**ASSIGNED TASK**
Reproduce the whole of the data exactly.

**EXTRACTED MATERIAL**

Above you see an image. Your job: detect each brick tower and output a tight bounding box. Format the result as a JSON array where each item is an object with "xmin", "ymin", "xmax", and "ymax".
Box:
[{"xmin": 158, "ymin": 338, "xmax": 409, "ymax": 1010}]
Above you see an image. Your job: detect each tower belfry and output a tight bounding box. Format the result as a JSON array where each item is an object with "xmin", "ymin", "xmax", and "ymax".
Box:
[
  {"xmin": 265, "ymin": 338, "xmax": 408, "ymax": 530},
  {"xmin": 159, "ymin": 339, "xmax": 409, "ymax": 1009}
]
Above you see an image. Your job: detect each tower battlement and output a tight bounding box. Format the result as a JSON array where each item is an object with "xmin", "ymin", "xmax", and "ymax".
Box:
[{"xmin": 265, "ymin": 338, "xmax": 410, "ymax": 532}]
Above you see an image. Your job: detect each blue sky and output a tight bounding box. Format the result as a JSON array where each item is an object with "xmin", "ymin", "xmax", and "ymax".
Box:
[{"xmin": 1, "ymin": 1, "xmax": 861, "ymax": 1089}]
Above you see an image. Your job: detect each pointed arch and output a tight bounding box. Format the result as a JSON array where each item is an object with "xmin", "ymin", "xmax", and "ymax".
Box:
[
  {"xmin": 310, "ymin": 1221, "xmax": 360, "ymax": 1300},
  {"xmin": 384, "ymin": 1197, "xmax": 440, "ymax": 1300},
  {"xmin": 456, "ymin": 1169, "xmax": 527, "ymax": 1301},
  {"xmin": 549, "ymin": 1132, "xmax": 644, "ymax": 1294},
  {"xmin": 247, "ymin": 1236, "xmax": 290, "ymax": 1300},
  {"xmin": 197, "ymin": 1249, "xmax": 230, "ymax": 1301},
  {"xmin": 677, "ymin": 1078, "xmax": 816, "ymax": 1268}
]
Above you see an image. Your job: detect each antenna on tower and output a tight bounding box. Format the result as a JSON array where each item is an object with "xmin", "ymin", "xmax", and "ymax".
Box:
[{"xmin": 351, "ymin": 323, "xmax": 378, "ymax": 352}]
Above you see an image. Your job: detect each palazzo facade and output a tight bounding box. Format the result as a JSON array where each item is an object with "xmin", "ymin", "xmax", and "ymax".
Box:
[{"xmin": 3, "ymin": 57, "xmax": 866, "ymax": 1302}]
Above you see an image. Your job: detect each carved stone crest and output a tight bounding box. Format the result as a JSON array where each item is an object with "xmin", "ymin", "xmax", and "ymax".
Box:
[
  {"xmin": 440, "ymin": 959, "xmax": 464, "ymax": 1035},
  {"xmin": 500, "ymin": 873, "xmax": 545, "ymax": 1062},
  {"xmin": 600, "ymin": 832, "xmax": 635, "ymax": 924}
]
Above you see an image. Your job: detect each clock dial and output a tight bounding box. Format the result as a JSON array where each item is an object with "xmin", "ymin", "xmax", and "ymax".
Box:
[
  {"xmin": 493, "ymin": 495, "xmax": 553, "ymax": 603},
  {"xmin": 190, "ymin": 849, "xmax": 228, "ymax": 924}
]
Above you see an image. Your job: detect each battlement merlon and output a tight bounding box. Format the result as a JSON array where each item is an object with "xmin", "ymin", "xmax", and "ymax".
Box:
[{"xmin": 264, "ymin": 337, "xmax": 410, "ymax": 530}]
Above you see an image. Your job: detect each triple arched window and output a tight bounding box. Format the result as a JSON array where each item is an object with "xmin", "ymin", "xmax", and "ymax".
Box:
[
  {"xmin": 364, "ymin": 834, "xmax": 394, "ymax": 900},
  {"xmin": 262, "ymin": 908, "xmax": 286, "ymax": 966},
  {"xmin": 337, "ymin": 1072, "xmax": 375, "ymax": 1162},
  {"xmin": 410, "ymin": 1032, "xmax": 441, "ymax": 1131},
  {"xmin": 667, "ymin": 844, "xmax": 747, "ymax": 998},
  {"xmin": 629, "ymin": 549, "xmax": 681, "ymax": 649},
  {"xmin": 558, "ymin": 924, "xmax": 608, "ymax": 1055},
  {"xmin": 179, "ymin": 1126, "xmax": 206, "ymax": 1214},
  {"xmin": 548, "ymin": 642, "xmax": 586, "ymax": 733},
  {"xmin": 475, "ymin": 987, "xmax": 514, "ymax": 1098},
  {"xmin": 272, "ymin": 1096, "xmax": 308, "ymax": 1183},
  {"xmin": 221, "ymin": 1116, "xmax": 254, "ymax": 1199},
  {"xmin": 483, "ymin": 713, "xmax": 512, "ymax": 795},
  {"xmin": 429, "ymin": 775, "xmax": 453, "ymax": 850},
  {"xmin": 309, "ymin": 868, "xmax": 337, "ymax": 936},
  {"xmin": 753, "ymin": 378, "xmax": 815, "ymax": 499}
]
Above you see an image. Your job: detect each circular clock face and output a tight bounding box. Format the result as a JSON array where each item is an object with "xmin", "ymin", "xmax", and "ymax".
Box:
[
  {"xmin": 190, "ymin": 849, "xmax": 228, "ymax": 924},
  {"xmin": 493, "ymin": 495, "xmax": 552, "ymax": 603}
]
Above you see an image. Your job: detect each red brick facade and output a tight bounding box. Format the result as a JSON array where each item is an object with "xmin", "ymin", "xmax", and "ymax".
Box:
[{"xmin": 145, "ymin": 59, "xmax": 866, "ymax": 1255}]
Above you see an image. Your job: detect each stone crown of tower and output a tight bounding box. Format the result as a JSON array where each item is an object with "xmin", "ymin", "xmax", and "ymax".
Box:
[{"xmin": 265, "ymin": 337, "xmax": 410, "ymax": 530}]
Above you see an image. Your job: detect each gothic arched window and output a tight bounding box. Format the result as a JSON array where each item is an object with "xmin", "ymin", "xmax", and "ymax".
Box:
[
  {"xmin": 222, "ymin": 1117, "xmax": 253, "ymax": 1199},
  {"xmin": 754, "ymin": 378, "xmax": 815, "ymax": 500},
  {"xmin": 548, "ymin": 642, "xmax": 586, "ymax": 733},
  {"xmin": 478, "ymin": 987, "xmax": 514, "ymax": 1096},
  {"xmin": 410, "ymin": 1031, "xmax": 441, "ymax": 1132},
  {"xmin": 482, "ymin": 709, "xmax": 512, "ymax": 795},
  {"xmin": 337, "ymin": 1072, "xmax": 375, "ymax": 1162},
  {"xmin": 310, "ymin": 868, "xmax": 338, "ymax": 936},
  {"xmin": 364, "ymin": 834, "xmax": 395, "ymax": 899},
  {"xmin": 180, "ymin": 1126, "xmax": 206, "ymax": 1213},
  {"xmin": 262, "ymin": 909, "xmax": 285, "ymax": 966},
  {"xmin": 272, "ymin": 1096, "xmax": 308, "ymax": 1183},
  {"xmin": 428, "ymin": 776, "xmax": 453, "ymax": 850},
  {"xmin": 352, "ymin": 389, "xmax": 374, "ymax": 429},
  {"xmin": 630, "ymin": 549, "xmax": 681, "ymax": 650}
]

**ANSWER FOR THIS EXERCISE**
Above you see an image. Your job: detect each brick tower and output a tight bounding box. Format the result as a JSON array where each item is an object with "xmin", "ymin", "xmax", and "ymax".
Box:
[{"xmin": 158, "ymin": 338, "xmax": 409, "ymax": 1010}]
Above you see an image. Your job: detect each tower belfry and output a tight bounding box. Format the result as a JSON array where each item is an object with "xmin", "ymin", "xmax", and "ymax".
Box:
[
  {"xmin": 265, "ymin": 338, "xmax": 408, "ymax": 530},
  {"xmin": 159, "ymin": 339, "xmax": 409, "ymax": 1009}
]
Above you see an image. Your job: detect each tower battlement and output a tight bounding box. Format the result as a JSON array where each item is an object with "xmin", "ymin", "xmax", and "ymax".
Box:
[{"xmin": 265, "ymin": 338, "xmax": 410, "ymax": 532}]
Above you see an image. Your job: detect each blue sky and output a tight bounding box. Format the result as a JSON array where each item is an object with "xmin", "ymin", "xmax", and "ymax".
Box:
[{"xmin": 1, "ymin": 1, "xmax": 861, "ymax": 1089}]
Above you see an image. Your job: detect each pointed arch and output a tight bounding box. Format the result as a JSON array where each item is an object with "xmin", "ymin", "xmax", and "ymax".
Box:
[
  {"xmin": 310, "ymin": 1221, "xmax": 360, "ymax": 1300},
  {"xmin": 384, "ymin": 1197, "xmax": 440, "ymax": 1300},
  {"xmin": 456, "ymin": 1169, "xmax": 527, "ymax": 1301},
  {"xmin": 549, "ymin": 1132, "xmax": 644, "ymax": 1294},
  {"xmin": 247, "ymin": 1236, "xmax": 290, "ymax": 1300},
  {"xmin": 197, "ymin": 1249, "xmax": 230, "ymax": 1301},
  {"xmin": 677, "ymin": 1078, "xmax": 816, "ymax": 1268}
]
Above you see an image. Your job: detect each antenna on tower and output a tight bounding box. Format the result as a JSON array where each item is an object with "xmin", "ymin", "xmax", and "ymax".
Box:
[{"xmin": 351, "ymin": 323, "xmax": 378, "ymax": 352}]
Above you see an image. Your job: detect each palazzo facade and output a tight bounding box. Format the result as a JSON array where each item is an object with "xmin", "ymin", "xmax", and "ymax".
Box:
[{"xmin": 3, "ymin": 57, "xmax": 866, "ymax": 1302}]
Above you see an image. Your job: detect each carved stone crest and output a tight bounding box. Format the result as a JSON array where each item is an object with "xmin", "ymin", "xmax", and "ymax".
Box:
[
  {"xmin": 440, "ymin": 959, "xmax": 464, "ymax": 1035},
  {"xmin": 500, "ymin": 873, "xmax": 545, "ymax": 1062},
  {"xmin": 600, "ymin": 832, "xmax": 635, "ymax": 924}
]
Above you see an image. Your job: detect each clock dial and output a tight bounding box. Format the result as a JSON array where each item is an object with "xmin", "ymin", "xmax", and "ymax".
Box:
[
  {"xmin": 493, "ymin": 495, "xmax": 553, "ymax": 603},
  {"xmin": 190, "ymin": 849, "xmax": 228, "ymax": 924}
]
Above you see an image. Your job: detect each battlement merlon and output a tight bounding box. Format the result as a JSON array where each item is an object with "xmin", "ymin", "xmax", and "ymax".
Box:
[{"xmin": 264, "ymin": 337, "xmax": 410, "ymax": 530}]
Above you see an image. Your job: detect each triple arched window and output a tight bounding box. Format the result as a JSON array where each item is an object with "xmin", "ymin", "xmax", and "ymax".
Box:
[
  {"xmin": 364, "ymin": 834, "xmax": 394, "ymax": 900},
  {"xmin": 262, "ymin": 908, "xmax": 286, "ymax": 966},
  {"xmin": 337, "ymin": 1072, "xmax": 375, "ymax": 1162},
  {"xmin": 410, "ymin": 1032, "xmax": 441, "ymax": 1131},
  {"xmin": 667, "ymin": 844, "xmax": 747, "ymax": 998},
  {"xmin": 629, "ymin": 549, "xmax": 681, "ymax": 649},
  {"xmin": 558, "ymin": 924, "xmax": 608, "ymax": 1055},
  {"xmin": 179, "ymin": 1126, "xmax": 206, "ymax": 1214},
  {"xmin": 548, "ymin": 642, "xmax": 586, "ymax": 733},
  {"xmin": 475, "ymin": 987, "xmax": 514, "ymax": 1098},
  {"xmin": 272, "ymin": 1096, "xmax": 308, "ymax": 1183},
  {"xmin": 221, "ymin": 1116, "xmax": 254, "ymax": 1199},
  {"xmin": 483, "ymin": 713, "xmax": 512, "ymax": 795},
  {"xmin": 429, "ymin": 775, "xmax": 453, "ymax": 850},
  {"xmin": 309, "ymin": 868, "xmax": 337, "ymax": 936},
  {"xmin": 753, "ymin": 378, "xmax": 815, "ymax": 499}
]
Above you see an image. Your job: detect each circular clock face and output a tight bounding box. Format the result as a JSON array where each item is an object with "xmin", "ymin", "xmax", and "ymax".
Box:
[
  {"xmin": 190, "ymin": 849, "xmax": 228, "ymax": 924},
  {"xmin": 493, "ymin": 495, "xmax": 552, "ymax": 603}
]
Above you see an image. Your job: detect each red brick facade and output a tight bounding box. Format the result as a JSON array where each item is an object with "xmin", "ymin", "xmax", and "ymax".
Box:
[{"xmin": 145, "ymin": 59, "xmax": 866, "ymax": 1255}]
Above you see an image. Your job: detect each stone crown of tower and output a tight bounding box. Format the result as a JSON array where each item is an object with "xmin", "ymin", "xmax", and "ymax".
Box:
[{"xmin": 265, "ymin": 337, "xmax": 410, "ymax": 530}]
Above you see an image. Your job: detect each gothic arched window and output a tight bounding box. Format the result as a JSON array where each item is an object with "xmin", "ymin", "xmax", and "ymax".
Box:
[
  {"xmin": 222, "ymin": 1117, "xmax": 253, "ymax": 1199},
  {"xmin": 754, "ymin": 378, "xmax": 815, "ymax": 500},
  {"xmin": 548, "ymin": 642, "xmax": 586, "ymax": 733},
  {"xmin": 478, "ymin": 987, "xmax": 514, "ymax": 1096},
  {"xmin": 410, "ymin": 1031, "xmax": 441, "ymax": 1132},
  {"xmin": 482, "ymin": 709, "xmax": 512, "ymax": 795},
  {"xmin": 337, "ymin": 1072, "xmax": 375, "ymax": 1162},
  {"xmin": 310, "ymin": 868, "xmax": 338, "ymax": 936},
  {"xmin": 364, "ymin": 834, "xmax": 395, "ymax": 899},
  {"xmin": 180, "ymin": 1126, "xmax": 206, "ymax": 1213},
  {"xmin": 262, "ymin": 909, "xmax": 285, "ymax": 966},
  {"xmin": 272, "ymin": 1096, "xmax": 308, "ymax": 1183},
  {"xmin": 428, "ymin": 776, "xmax": 453, "ymax": 850},
  {"xmin": 352, "ymin": 389, "xmax": 374, "ymax": 429},
  {"xmin": 630, "ymin": 549, "xmax": 681, "ymax": 650}
]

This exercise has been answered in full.